[Point-per-instance localization data]
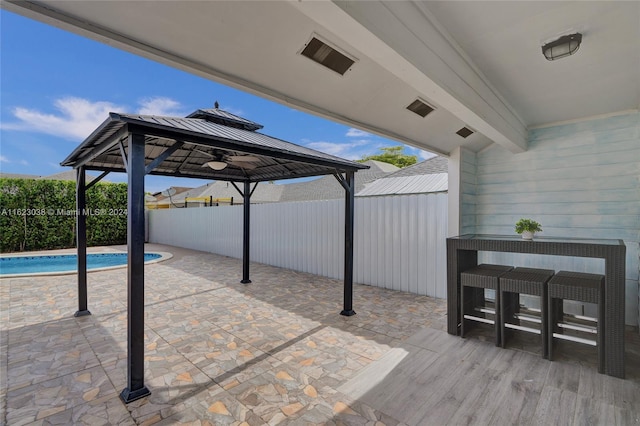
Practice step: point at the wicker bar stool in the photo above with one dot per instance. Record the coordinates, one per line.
(530, 281)
(473, 282)
(581, 287)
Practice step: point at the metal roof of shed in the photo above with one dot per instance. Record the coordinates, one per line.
(196, 141)
(420, 184)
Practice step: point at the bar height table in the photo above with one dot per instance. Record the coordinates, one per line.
(462, 254)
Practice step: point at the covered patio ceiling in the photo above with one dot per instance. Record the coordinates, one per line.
(479, 64)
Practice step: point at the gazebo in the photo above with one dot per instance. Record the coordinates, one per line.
(207, 144)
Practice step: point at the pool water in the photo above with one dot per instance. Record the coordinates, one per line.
(13, 265)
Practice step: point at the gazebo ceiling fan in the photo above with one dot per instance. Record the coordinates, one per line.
(221, 161)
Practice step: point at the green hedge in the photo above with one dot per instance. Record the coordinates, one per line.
(40, 214)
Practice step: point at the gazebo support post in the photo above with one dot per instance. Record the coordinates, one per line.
(135, 280)
(246, 233)
(81, 241)
(349, 185)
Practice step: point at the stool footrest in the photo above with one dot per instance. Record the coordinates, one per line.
(578, 327)
(485, 310)
(575, 339)
(581, 317)
(484, 320)
(528, 318)
(522, 328)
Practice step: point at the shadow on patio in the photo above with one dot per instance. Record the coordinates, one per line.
(278, 352)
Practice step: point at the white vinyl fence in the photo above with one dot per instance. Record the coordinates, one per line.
(399, 241)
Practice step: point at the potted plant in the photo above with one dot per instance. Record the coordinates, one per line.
(527, 227)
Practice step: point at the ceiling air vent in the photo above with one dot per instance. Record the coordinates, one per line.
(420, 108)
(464, 132)
(326, 55)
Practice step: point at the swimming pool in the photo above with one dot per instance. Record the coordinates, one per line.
(61, 264)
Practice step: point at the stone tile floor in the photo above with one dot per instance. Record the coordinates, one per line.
(217, 352)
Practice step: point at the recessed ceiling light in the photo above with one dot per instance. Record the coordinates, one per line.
(566, 45)
(326, 55)
(465, 132)
(421, 108)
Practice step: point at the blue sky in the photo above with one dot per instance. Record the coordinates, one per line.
(57, 87)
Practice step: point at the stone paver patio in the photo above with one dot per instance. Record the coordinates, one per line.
(222, 353)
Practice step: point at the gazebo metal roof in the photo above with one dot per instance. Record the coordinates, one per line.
(202, 136)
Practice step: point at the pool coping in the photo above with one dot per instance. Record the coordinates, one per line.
(163, 256)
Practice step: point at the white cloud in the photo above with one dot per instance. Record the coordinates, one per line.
(425, 155)
(160, 106)
(349, 150)
(355, 133)
(5, 159)
(76, 118)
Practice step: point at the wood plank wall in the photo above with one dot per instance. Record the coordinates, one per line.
(578, 180)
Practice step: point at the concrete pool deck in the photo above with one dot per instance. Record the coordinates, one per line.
(277, 352)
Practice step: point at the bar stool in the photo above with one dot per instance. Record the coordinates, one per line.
(530, 281)
(581, 287)
(473, 282)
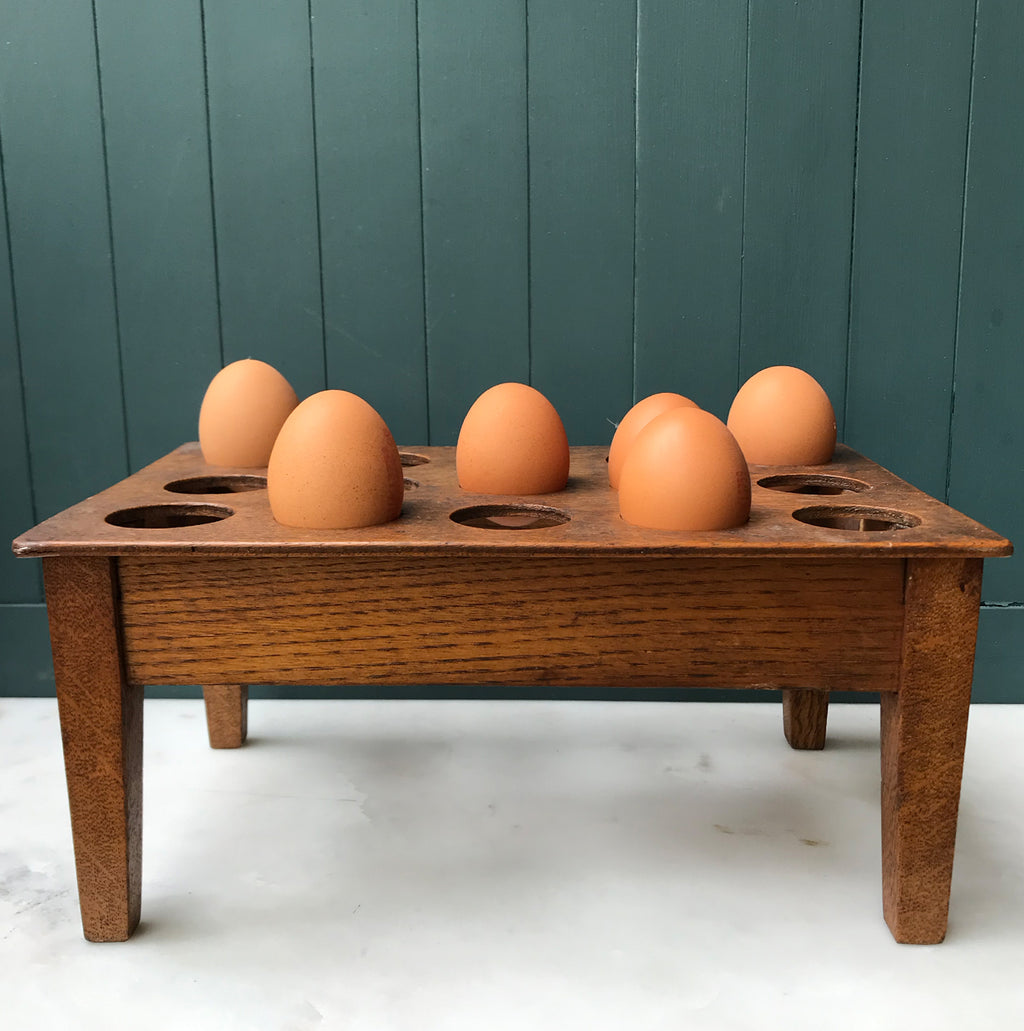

*Requirement:* Would you retype the lines from the line containing "Practice step: point at the gazebo metal" to the final line of the entries above, exactly as given and without pictures?

*Completed task:*
Practice step: point at the gazebo metal roof in the photo above with one dot per instance. Record the coordinates, one per line.
(202, 136)
Practice step: point at the pool coping in the photo above with one dot per instance. Record the coordinates, one per line.
(163, 256)
Practice step: point at the white cloud in the photo above with one dot per instance. Record the coordinates, one per line.
(425, 155)
(160, 106)
(349, 150)
(355, 133)
(5, 159)
(76, 118)
Practice step: point at the wood plank wall in the photo above with one dot per instance. Record the coordinates, one per line.
(578, 180)
Practice step: point at the concrete pool deck in the photo above with one dot per instance. Record the coordinates, one per line.
(277, 352)
Practice step: point at the bar stool in the photo above with one dot per instance. Record the coordinates, one per line.
(530, 281)
(581, 287)
(473, 282)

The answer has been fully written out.